Set tasks:
[1] Reproduce, word for word, the part of the text on Milton's Of Reformation that opens with the words containing "Of Reformation is" and closes with "Church-Discipline in England.".
[2] Answer these questions using the text on Milton's Of Reformation:
(a) In what month and year was the pamphlet published?
(b) Which pamphleteer's style does Christopher Hill say somewhat influenced Milton in this series?
(c) What alternate title does the first page offer?
[3] Continue the text on Milton's Of Reformation from its final sentence onward.

Reading text:
● ● ●

= Of Reformation =

1641 pamphlet by John Milton

Of Reformation is a 1641 pamphlet by John Milton, and his debut in the public arena. Its full title is Of Reformation Touching Church-Discipline in England.

==Background==
This work was followed by four others, also related to church hierarchy and Presbyterianism. Christopher Hill considers that Milton was somewhat influenced, in the series, by the style of the pamphleteer Martin Marprelate, back in print; and notes that the timing in May 1641 was in the same month as the execution of Thomas Wentworth, 1st Earl of Strafford, and the fall of William Laud, Archbishop of Canterbury. Further, Hill points out Milton's "special interest in the cultural and moral consequences, as he saw them, of episcopacy."

The work was Milton's first independently produced work, and was published in May 1641 under the title Of Reformation Touching Church-Discipline in England: And the Cavses that hitherto have hindered it. The first page offers an alternate title, "Of Reformation in England".

==Tract==
In Of Reformation, Milton relies on the concept of a body to serve as a metaphor for his analysis of religion. He believes that the Reformation would allow for a structuring of the body to something more perfect, and that the Gospel was:
refin'd to such a Spirituall height, and temper of purity, and knowledge of the Creator, that the body, with all the circumstances of time and place, were purif'd by the affections of the regenerat Soule, and nothing left impure, but sinne;
Faith needing not the weak, and fallible office of the Senses, to be either the Ushers, or Interpreters, of heavenly Mysteries, save where our Lord himselfe in his Sacraments ordain'd.
The purity, metaphorically speaking, removed any physical aspects and allowed for a direct relationship between soul and spiritual truth. Any interference between the two, especially in the form of a mediating force such as a church government or a liturgy, would hinder this connection. When individuals push for a religious structure, they try to make the individual metaphorically physical so:
that they might bring the inward acts of the Spirit to the outward, and customary ey-Service of the body, as if they could make God earthly, and fleshly, because they could not make themselves heavenly, and Spirituall: they began to draw downe all the Divine intercours, betwixt God, and the Soule, yea, the very shape of God himselfe, into an exterior, and bodily forme.
Although God does have a shape, he is without a physical body and his existence is above human perception. Any attempt to force him into a bodily form, or emphasising bodily forms is a corruption and a failure of the individual, and the Reformation's primary purpose was to restore our ideas to their proper place, i.e. to remove these physical conceptions. Furthermore, truth comes to the individual through scripture, not through liturgy, and, as Milton argues: "The very essence of Truth is plainnesse, and brightnes; the darknes and crookednesse is our own. The Wisdome of God created understanding, fit and proportionable to Truth the object, and end of it, as the eye to the thing visible ."
He also attacks many of the Church Fathers, accusing them of "the ridiculous wresting of Scripture". He also attacks that the Anglican/Episcopal tradition was supported by "canary-sucking and swan-eating" individuals.

● ● ●

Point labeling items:
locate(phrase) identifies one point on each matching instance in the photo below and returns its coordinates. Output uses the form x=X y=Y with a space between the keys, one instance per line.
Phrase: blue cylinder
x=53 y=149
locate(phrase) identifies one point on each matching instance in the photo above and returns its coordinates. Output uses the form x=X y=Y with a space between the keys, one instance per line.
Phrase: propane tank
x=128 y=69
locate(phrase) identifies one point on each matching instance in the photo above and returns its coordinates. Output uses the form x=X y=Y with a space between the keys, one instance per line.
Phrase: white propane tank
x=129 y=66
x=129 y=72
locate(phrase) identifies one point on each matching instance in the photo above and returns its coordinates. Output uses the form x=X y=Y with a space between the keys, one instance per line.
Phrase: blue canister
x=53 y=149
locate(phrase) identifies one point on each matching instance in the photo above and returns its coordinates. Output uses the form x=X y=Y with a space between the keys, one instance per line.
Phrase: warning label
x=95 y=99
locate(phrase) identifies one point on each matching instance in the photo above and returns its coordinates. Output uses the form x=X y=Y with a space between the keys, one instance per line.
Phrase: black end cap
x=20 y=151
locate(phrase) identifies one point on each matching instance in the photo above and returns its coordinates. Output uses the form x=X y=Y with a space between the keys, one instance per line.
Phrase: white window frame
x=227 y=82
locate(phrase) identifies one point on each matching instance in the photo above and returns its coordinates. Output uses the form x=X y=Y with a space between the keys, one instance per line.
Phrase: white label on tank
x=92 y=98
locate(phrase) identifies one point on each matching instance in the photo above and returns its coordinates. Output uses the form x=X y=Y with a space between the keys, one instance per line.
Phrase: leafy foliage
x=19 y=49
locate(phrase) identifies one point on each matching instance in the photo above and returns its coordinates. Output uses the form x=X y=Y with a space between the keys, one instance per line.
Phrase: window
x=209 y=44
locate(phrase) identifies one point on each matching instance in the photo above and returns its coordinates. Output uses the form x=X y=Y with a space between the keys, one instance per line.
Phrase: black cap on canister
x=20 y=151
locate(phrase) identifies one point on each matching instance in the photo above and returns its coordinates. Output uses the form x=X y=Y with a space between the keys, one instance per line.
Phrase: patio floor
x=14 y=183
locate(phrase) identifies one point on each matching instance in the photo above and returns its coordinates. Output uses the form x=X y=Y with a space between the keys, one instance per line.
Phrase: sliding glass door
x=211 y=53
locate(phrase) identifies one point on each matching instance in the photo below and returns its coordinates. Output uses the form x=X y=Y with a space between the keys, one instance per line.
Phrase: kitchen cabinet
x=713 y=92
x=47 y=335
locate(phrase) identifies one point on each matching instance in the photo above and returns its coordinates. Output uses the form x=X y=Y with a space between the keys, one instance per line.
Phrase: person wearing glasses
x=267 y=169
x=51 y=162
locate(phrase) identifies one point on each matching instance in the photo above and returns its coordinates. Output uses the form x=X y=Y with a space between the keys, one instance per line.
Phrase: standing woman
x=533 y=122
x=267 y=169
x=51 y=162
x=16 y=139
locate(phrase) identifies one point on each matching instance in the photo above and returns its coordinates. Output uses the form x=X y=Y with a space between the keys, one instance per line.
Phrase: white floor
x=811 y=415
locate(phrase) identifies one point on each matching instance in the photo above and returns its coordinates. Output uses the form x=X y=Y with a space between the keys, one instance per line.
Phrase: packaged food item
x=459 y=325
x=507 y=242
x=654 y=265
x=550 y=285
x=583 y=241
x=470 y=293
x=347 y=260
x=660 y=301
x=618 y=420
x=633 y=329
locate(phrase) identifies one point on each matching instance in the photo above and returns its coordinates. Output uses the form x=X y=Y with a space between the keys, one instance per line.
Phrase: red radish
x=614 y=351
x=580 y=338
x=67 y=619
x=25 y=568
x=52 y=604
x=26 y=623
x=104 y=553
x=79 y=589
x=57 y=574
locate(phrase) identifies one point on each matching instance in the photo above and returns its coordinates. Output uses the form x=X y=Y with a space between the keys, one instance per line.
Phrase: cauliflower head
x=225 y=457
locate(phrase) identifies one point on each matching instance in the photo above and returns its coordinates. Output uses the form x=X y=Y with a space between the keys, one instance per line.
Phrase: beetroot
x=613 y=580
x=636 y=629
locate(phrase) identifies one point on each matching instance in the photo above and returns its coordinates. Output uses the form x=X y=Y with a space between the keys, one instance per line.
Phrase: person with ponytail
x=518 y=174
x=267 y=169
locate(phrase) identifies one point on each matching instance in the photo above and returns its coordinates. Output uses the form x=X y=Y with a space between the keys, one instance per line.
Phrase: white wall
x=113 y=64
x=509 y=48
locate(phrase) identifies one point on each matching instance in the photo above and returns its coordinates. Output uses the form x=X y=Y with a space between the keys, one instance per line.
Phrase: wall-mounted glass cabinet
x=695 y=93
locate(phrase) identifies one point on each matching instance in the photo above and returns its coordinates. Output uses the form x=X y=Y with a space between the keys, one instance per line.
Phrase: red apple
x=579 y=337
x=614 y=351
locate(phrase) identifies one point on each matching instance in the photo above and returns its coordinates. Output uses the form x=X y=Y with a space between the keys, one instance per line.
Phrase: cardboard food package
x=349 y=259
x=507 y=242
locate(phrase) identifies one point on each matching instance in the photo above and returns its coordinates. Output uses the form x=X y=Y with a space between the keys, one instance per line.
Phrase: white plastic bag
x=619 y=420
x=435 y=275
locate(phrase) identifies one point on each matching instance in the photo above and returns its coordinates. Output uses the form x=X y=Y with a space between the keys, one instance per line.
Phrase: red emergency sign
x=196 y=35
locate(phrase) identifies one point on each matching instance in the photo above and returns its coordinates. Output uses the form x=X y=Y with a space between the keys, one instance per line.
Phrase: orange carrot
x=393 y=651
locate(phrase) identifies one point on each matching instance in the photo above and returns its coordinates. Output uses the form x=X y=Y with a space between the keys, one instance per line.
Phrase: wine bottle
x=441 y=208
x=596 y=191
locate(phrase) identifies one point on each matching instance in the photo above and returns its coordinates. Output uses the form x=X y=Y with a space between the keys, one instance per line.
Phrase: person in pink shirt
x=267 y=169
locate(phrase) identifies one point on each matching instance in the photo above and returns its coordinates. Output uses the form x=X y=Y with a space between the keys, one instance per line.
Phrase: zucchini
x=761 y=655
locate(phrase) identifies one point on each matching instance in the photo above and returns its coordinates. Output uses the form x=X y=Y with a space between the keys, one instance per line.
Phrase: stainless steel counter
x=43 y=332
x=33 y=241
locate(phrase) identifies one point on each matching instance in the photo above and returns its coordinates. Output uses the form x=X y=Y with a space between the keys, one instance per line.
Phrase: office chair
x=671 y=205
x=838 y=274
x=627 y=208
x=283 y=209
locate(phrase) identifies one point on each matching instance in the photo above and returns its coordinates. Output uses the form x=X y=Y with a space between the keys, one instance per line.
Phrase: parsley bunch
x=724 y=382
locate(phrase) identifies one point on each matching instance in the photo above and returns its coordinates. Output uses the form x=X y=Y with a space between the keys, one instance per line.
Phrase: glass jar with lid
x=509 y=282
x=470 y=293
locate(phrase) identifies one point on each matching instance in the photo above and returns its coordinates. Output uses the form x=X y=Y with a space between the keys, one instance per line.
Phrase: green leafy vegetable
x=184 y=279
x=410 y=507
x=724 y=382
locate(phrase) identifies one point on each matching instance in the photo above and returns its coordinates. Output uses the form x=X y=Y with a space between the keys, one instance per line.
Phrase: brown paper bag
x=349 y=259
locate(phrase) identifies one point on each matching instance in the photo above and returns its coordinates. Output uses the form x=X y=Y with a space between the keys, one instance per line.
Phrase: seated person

● ● ●

Final answers:
[1]
Of Reformation is a 1641 pamphlet by John Milton, and his debut in the public arena. Its full title is Of Reformation Touching Church-Discipline in England.

[2]
(a) May 1641
(b) Martin Marprelate
(c) "Of Reformation in England"

[3]
Milton's argument did not just discuss church government but discussed the concept of government as a whole. In an argument that was based partly on the writings of Polybius and Thomas Smith's The Commonwealth of England, Milton declares the importance of republicanism:
the best founded Commonwealths, and least barbarous have aym'd at a certain mixture and temperament, partaking the severall vertues of each other State, that each part drawing to it selfe may keep up a steddy and eev'n uprightnesse in common.
There is no Civill Government that hath beene known, no not the Spartan, not the Roman, though both for this respect so much prais'd by the wise Polybius, more divinely and harmoniously tun'd, more equally ballanc'd as it were by the hand and scale of Justice, then is the Commonwealth of England: where under a free, and untutor'd Monarch, the noblest, worthiest, and most prudent men, with full approbation, and suffrage of the People have in their power the supreame, and finall determination of highest Affaires.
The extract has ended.